_Challenge_
Pick out and copy each line of the items below that contains the word "football". Letter case counts.

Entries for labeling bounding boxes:
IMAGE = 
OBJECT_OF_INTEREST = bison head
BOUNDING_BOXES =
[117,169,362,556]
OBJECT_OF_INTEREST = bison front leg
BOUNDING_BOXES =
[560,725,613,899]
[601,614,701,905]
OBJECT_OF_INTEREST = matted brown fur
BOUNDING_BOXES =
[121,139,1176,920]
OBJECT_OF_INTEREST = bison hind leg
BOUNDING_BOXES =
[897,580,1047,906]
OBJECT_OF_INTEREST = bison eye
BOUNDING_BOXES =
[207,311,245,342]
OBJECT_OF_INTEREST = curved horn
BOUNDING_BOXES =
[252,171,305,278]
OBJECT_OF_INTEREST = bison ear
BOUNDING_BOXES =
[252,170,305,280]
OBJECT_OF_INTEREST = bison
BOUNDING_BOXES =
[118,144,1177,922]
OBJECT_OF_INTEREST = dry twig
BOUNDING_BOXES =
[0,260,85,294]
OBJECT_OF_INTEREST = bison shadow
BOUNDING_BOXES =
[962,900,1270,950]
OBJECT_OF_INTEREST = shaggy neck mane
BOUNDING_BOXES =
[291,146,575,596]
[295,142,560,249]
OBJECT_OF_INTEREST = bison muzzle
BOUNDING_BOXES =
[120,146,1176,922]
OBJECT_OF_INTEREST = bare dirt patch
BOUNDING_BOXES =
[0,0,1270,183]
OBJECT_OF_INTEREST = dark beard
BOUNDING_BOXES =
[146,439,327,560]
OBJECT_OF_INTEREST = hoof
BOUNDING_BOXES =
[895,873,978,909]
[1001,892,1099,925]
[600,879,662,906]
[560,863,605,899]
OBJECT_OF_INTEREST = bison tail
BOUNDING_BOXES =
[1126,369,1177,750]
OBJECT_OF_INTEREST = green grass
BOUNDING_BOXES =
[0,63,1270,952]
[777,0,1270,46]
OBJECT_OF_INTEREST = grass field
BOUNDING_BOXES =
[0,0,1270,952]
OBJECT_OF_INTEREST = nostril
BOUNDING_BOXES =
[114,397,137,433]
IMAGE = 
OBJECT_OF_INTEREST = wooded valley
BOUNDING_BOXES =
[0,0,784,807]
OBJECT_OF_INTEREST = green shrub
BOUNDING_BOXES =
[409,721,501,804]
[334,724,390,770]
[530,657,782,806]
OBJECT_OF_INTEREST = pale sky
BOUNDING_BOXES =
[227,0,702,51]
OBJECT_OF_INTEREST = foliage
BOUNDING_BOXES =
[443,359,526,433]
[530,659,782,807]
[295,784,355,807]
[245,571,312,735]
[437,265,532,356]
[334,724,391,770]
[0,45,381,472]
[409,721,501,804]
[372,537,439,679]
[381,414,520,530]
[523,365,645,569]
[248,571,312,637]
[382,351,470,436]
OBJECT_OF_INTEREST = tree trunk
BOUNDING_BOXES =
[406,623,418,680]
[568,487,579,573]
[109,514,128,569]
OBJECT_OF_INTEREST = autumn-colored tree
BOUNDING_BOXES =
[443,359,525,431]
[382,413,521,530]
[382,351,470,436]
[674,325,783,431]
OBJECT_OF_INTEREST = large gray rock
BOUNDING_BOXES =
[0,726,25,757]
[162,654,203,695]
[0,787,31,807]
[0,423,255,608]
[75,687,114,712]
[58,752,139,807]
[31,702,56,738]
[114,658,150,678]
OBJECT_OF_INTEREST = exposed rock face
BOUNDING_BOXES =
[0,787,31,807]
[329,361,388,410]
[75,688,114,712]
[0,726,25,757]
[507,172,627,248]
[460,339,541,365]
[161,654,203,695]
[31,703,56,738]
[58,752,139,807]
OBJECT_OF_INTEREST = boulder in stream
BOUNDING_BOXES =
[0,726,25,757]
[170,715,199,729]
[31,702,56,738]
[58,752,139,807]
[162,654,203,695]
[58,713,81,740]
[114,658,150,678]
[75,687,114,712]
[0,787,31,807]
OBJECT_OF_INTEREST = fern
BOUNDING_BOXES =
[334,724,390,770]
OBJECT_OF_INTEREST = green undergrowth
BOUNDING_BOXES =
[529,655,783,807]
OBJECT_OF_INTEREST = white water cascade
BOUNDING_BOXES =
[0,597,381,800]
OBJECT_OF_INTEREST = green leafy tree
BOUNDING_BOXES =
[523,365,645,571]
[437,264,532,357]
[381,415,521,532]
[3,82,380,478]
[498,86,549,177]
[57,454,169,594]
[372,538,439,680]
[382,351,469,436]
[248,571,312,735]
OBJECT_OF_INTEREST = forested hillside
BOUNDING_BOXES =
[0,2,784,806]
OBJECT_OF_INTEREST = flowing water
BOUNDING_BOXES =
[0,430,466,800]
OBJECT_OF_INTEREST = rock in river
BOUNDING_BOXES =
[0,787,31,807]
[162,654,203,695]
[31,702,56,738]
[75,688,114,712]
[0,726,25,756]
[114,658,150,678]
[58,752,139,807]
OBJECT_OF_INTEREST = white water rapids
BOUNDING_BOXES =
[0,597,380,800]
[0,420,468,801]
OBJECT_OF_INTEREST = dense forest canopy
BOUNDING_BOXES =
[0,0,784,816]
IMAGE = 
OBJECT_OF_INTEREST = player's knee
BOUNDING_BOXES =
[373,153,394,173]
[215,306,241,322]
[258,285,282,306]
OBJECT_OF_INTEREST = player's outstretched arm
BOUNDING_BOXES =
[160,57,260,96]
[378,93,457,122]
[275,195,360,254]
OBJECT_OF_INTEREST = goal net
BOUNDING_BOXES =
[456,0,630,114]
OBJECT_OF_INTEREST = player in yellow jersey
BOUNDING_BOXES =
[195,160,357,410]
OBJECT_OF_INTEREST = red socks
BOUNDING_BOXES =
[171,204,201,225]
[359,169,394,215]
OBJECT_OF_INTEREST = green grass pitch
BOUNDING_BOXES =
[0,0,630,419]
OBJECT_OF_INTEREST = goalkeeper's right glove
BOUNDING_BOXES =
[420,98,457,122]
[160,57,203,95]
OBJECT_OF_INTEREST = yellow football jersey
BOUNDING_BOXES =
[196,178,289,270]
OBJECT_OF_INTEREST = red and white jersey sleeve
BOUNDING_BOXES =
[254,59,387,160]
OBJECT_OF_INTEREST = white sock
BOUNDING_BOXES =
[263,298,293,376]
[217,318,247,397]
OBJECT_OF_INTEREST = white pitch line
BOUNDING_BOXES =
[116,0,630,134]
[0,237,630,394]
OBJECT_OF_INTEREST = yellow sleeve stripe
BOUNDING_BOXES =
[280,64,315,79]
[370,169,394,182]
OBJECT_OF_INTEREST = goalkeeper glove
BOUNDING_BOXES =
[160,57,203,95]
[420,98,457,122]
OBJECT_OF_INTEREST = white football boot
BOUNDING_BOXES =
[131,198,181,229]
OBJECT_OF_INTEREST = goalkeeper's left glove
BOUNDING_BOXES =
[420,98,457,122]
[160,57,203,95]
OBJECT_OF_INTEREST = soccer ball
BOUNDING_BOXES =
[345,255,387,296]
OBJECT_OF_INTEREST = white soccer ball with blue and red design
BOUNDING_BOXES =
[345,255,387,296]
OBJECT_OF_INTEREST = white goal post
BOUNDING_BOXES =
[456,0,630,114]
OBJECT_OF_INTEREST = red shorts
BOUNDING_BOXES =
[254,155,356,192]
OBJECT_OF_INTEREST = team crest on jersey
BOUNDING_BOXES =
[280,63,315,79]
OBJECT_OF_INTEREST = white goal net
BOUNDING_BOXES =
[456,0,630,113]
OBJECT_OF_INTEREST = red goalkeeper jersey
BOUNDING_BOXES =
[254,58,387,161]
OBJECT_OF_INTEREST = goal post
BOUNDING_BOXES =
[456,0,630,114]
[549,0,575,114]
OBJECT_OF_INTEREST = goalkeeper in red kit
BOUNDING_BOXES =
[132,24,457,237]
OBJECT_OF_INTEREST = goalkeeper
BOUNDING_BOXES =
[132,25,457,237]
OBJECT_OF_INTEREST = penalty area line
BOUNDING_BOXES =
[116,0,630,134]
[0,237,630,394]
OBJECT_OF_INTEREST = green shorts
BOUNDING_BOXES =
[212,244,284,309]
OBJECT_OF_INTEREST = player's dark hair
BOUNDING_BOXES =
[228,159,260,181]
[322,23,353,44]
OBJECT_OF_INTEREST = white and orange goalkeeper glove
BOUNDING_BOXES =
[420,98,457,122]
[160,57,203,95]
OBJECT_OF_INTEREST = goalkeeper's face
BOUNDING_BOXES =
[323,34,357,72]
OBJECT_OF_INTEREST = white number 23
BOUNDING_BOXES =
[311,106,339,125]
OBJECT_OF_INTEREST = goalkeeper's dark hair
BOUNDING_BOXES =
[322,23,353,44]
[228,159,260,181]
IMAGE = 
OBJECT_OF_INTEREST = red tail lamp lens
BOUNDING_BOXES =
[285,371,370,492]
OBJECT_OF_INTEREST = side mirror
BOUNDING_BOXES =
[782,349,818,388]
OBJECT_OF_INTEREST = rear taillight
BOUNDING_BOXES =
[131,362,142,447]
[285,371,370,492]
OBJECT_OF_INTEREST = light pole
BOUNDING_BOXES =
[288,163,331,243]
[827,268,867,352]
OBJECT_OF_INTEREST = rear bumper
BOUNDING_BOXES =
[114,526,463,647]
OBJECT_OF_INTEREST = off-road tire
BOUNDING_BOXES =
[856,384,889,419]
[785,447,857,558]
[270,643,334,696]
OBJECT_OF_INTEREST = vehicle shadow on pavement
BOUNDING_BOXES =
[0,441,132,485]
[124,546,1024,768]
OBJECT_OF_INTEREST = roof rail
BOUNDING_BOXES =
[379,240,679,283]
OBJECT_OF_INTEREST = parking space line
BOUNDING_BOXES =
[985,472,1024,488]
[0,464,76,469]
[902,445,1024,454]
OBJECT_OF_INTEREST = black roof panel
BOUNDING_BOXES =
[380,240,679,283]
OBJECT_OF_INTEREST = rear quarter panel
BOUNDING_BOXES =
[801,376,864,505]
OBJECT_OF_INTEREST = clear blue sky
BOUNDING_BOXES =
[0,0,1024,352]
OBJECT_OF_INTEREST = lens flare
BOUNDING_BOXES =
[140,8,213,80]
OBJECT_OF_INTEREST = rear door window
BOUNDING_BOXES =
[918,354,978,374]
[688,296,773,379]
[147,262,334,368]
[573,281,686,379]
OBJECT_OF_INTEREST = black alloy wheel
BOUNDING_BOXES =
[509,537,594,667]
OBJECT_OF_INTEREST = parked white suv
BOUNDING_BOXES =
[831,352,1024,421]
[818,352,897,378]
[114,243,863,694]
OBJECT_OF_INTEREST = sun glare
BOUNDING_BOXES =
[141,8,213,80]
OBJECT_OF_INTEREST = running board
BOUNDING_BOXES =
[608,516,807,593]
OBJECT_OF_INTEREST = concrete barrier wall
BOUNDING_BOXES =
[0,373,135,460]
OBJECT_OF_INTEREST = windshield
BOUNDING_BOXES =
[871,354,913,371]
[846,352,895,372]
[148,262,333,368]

_Exercise response_
OBJECT_OF_INTEREST = yellow football jersey
OBJECT_OF_INTEREST = white football boot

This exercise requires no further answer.